=== Begin Enclosure ===
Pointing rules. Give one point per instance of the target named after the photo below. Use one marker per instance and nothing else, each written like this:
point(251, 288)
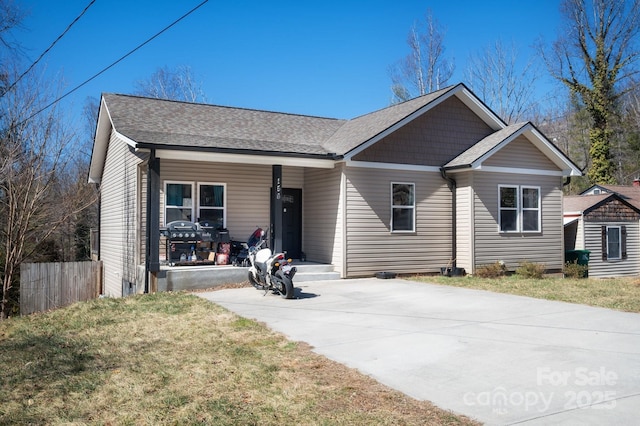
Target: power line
point(116, 62)
point(50, 47)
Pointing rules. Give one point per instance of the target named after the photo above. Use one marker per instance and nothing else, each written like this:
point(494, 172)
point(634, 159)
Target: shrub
point(493, 270)
point(533, 270)
point(573, 270)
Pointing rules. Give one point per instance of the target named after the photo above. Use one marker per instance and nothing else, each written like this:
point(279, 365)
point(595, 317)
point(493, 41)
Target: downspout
point(152, 261)
point(451, 183)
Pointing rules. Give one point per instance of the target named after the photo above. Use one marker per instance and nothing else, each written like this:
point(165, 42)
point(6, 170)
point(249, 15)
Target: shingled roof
point(182, 124)
point(173, 124)
point(209, 129)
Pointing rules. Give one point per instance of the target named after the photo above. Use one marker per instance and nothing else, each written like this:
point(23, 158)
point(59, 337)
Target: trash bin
point(581, 257)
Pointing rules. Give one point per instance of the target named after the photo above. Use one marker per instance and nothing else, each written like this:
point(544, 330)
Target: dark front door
point(291, 222)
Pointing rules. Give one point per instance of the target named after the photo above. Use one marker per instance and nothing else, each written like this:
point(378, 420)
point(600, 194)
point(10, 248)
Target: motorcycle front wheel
point(253, 282)
point(285, 287)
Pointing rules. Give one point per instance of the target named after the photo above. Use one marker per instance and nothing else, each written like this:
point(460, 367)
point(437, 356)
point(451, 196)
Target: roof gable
point(628, 193)
point(432, 138)
point(208, 132)
point(170, 123)
point(595, 204)
point(476, 156)
point(362, 132)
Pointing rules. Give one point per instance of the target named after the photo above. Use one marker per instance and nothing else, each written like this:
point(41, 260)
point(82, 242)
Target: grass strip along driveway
point(174, 358)
point(622, 294)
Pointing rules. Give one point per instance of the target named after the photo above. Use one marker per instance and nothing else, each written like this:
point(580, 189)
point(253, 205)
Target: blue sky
point(325, 58)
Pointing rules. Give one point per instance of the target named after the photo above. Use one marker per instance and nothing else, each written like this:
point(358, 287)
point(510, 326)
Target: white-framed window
point(178, 201)
point(403, 207)
point(212, 202)
point(519, 208)
point(614, 243)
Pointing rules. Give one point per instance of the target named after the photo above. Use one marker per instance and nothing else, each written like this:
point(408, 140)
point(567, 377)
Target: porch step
point(308, 271)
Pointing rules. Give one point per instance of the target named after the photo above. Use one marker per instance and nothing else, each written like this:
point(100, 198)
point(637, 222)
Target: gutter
point(153, 146)
point(451, 183)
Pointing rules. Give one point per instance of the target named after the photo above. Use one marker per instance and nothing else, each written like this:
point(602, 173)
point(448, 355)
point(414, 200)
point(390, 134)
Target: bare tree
point(177, 84)
point(594, 59)
point(36, 153)
point(425, 69)
point(506, 86)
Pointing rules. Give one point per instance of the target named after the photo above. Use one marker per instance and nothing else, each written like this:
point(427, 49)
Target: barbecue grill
point(182, 240)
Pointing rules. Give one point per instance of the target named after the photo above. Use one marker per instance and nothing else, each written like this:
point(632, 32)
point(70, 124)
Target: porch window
point(519, 208)
point(212, 203)
point(178, 201)
point(403, 206)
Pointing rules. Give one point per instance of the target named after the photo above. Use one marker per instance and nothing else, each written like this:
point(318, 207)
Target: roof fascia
point(100, 143)
point(392, 166)
point(612, 196)
point(239, 158)
point(593, 187)
point(103, 135)
point(510, 170)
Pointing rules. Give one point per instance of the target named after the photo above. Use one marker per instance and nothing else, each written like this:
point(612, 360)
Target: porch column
point(276, 226)
point(153, 217)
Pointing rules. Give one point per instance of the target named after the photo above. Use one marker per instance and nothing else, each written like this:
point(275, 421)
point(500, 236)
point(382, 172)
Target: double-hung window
point(614, 242)
point(182, 202)
point(403, 207)
point(211, 204)
point(178, 201)
point(519, 208)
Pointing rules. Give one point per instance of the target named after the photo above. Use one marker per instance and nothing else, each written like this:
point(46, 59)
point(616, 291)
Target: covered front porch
point(290, 201)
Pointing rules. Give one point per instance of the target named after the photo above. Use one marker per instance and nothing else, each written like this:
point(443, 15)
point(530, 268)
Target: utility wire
point(49, 48)
point(116, 62)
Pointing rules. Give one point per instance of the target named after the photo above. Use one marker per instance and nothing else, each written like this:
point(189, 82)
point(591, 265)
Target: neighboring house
point(605, 219)
point(411, 188)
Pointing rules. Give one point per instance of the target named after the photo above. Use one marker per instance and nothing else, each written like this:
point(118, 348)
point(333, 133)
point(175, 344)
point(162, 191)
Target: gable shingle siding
point(520, 153)
point(432, 139)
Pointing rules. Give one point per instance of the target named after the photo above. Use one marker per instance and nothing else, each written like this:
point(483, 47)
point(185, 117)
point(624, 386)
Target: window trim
point(520, 209)
point(538, 209)
point(619, 244)
point(169, 206)
point(224, 201)
point(412, 208)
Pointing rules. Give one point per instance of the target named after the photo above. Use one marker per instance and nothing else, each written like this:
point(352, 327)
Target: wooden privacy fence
point(45, 286)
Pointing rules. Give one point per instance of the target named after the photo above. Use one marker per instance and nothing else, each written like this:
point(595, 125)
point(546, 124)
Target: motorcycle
point(269, 271)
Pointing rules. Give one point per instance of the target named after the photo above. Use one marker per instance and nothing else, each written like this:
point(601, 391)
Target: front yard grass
point(622, 294)
point(177, 359)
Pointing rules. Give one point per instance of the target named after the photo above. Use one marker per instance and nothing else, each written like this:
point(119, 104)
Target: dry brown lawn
point(174, 358)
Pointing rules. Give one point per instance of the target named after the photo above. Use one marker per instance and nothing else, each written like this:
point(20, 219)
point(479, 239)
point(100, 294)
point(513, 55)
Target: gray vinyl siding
point(371, 246)
point(520, 153)
point(118, 214)
point(612, 268)
point(464, 221)
point(491, 245)
point(323, 216)
point(247, 190)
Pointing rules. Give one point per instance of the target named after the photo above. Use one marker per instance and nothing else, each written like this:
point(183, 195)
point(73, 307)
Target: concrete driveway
point(497, 358)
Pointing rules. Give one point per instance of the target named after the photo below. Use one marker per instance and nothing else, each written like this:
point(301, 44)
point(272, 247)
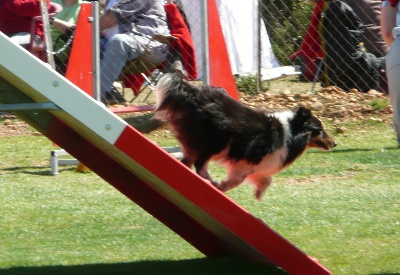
=== End Enclosure ===
**PROBLEM REQUIREMENTS:** Return a verbatim transcription of the data, omitting all images.

**OUTPUT OF THE EXERCISE:**
Pointing rules. Give one point per instance of the target named after the photo below. Use one marker per instance and nothing else, each written like this:
point(251, 288)
Target: power line
point(116, 62)
point(50, 47)
Pointing rules. Give one point per instance of the target named after the photo above. Use one marker per instance and nothing else, each written like this:
point(494, 172)
point(634, 159)
Target: shrub
point(493, 270)
point(533, 270)
point(573, 270)
Pointing rules. Give one point per instance of the target named after the photo above. Use one marker per instance and nothing else, each written like this:
point(279, 365)
point(595, 317)
point(493, 41)
Target: downspout
point(152, 261)
point(451, 183)
Pointing rules. Give one point per instance of the target named after the photo above. Use one marker per instance and nothing else, each written like this:
point(165, 42)
point(6, 170)
point(249, 15)
Target: shingled roof
point(182, 124)
point(173, 124)
point(209, 129)
Pointing rules. Give one point per instance of the target named after the photo above. Use one marker per instance and nothing else, each written like this:
point(23, 158)
point(59, 337)
Target: trash bin
point(581, 257)
Pointing rules. Give one point per instance of the target named after the photo above. Use one marker per instance and nothing else, each written like this:
point(544, 330)
Target: dark front door
point(291, 222)
Pointing rules. Give one point per instance of the target named after the photo above. Use one marker per instance and nothing else, each written like this:
point(378, 420)
point(600, 194)
point(10, 248)
Target: motorcycle front wheel
point(253, 282)
point(285, 287)
Pointing rules. Give one point per instance of the target named after the photo above. Use one marker per instance and nothing else, each written like this:
point(460, 367)
point(437, 356)
point(451, 196)
Target: roof gable
point(628, 193)
point(432, 138)
point(208, 132)
point(170, 123)
point(595, 204)
point(476, 156)
point(362, 132)
Pointing rules. Give one point per instance of the target named after the photo above. Use one marker per instance and nothing else, each written like this:
point(41, 260)
point(82, 242)
Target: grass strip along driveway
point(174, 358)
point(622, 294)
Pointing rules. Give one point per instance of the target named after the photo above. Use one marker per instance and nothing else, each written like this:
point(580, 189)
point(253, 205)
Target: blue sky
point(325, 58)
Pointing rules. Give one point per instance of the target named after the photo above. Use one marker per instance and nothing else, each written like this:
point(358, 287)
point(510, 326)
Target: white-framed window
point(178, 201)
point(403, 207)
point(212, 202)
point(519, 208)
point(614, 243)
Pointing rules. Give one point per instance of the target named after the photo above. Use one marker per instance and nothing else, each written like this:
point(408, 140)
point(567, 377)
Target: porch step
point(308, 271)
Pointing rules. Give one point per instance of the target named after the photo above. Use one marker per instance and nothing else, each written like this:
point(100, 198)
point(637, 222)
Target: gutter
point(153, 146)
point(451, 183)
Pointing rules. Give one point per instance of the target named after the photo above. Use one marker per instance and nothing else, each written like this:
point(602, 173)
point(448, 355)
point(414, 200)
point(390, 134)
Target: bare tree
point(177, 84)
point(594, 59)
point(36, 153)
point(425, 69)
point(506, 86)
Pointing rules. Give one point per instance of the target named after the photo above. Use one marker per instance and nothing else, each written like this:
point(427, 49)
Target: barbecue grill
point(182, 240)
Pointing rules. Give one point per instance of the target named after the photo above. Use one marker per instance and nothing else, each written like this:
point(632, 32)
point(70, 124)
Target: porch window
point(519, 208)
point(212, 203)
point(178, 201)
point(403, 206)
Pointing rules. Give one point per instance of the target named after the photo above. Use one marker per instance and nothing else, each written like this:
point(318, 207)
Target: roof fascia
point(100, 143)
point(392, 166)
point(612, 196)
point(239, 158)
point(593, 187)
point(103, 135)
point(510, 170)
Pointing rules. Give one point per instance of the target named after the photo above. Use one marker per instance and nothing else, each written like this:
point(612, 360)
Target: porch column
point(276, 226)
point(153, 217)
Pointing rules. Give one point per instance of the target named after the photo above. Use one marker per instance and nothing else, each written like this:
point(275, 421)
point(500, 236)
point(382, 172)
Target: double-hung window
point(614, 242)
point(182, 202)
point(403, 207)
point(211, 204)
point(178, 201)
point(519, 208)
Pointing rules. Give one point per instance of the target named after the photo above. Use one marker per instance and nothing else, each written like this:
point(46, 59)
point(616, 291)
Target: covered front porch
point(290, 201)
Pointing rules. Give one point per instance of the target named after the photo above. Use one marker per instance and nothing else, each written like this:
point(443, 15)
point(530, 268)
Target: utility wire
point(49, 48)
point(116, 62)
Pointing rules. Give one point per instance of the target named after the photo above. Use one marker per instance and nothing else, each written like this:
point(189, 82)
point(591, 265)
Target: neighboring house
point(605, 219)
point(411, 188)
Pointing rules. Give one point per instance of the target named after the photo above. Use one marker per instance and nothing else, each written like this:
point(118, 348)
point(333, 133)
point(175, 344)
point(162, 191)
Target: gable shingle siding
point(520, 153)
point(432, 139)
Pointing rules. Give one point per instance of the target named after the photo above. Use one marker per instance and nothing else, each written like this:
point(483, 47)
point(185, 117)
point(624, 386)
Target: window trim
point(520, 209)
point(538, 209)
point(619, 244)
point(169, 206)
point(224, 201)
point(412, 208)
Pointing rules. Give one point per instance of the target named after the photo above. Use one marker per instance and nothing else, each written like this:
point(352, 327)
Target: wooden privacy fence
point(45, 286)
Pointing rules. Give one point per instance of the target named after the photo above. Use one marker per instance and nothing else, each written like this:
point(595, 125)
point(546, 124)
Target: motorcycle
point(269, 271)
Pointing rules. Give one point per instance of the target named after the photo above. Use one marker per instance and nothing else, each written like this:
point(601, 391)
Target: front yard grass
point(622, 294)
point(177, 359)
Pointing rules. Give one point per instance of the target named after the photo above. Use one marker per instance and nothing else, each written like this:
point(119, 104)
Target: dry brown lawn
point(174, 358)
Pointing rules. Give one point per instance of the target named after the photo above. Use one marker per instance and nothing else, each written like this:
point(20, 219)
point(479, 239)
point(100, 294)
point(513, 55)
Target: gray vinyl siding
point(371, 246)
point(520, 153)
point(118, 214)
point(612, 268)
point(464, 221)
point(491, 245)
point(323, 216)
point(247, 190)
Pointing rules. Give one point per instance of the target named after the photo above. Use one marker per instance and nothing else, each written like this:
point(183, 195)
point(73, 307)
Target: concrete driveway
point(497, 358)
Pointing rules. Give one point per instance of the target named after the photo below. Use one marker per instance and nothing else, each written like this:
point(301, 44)
point(272, 247)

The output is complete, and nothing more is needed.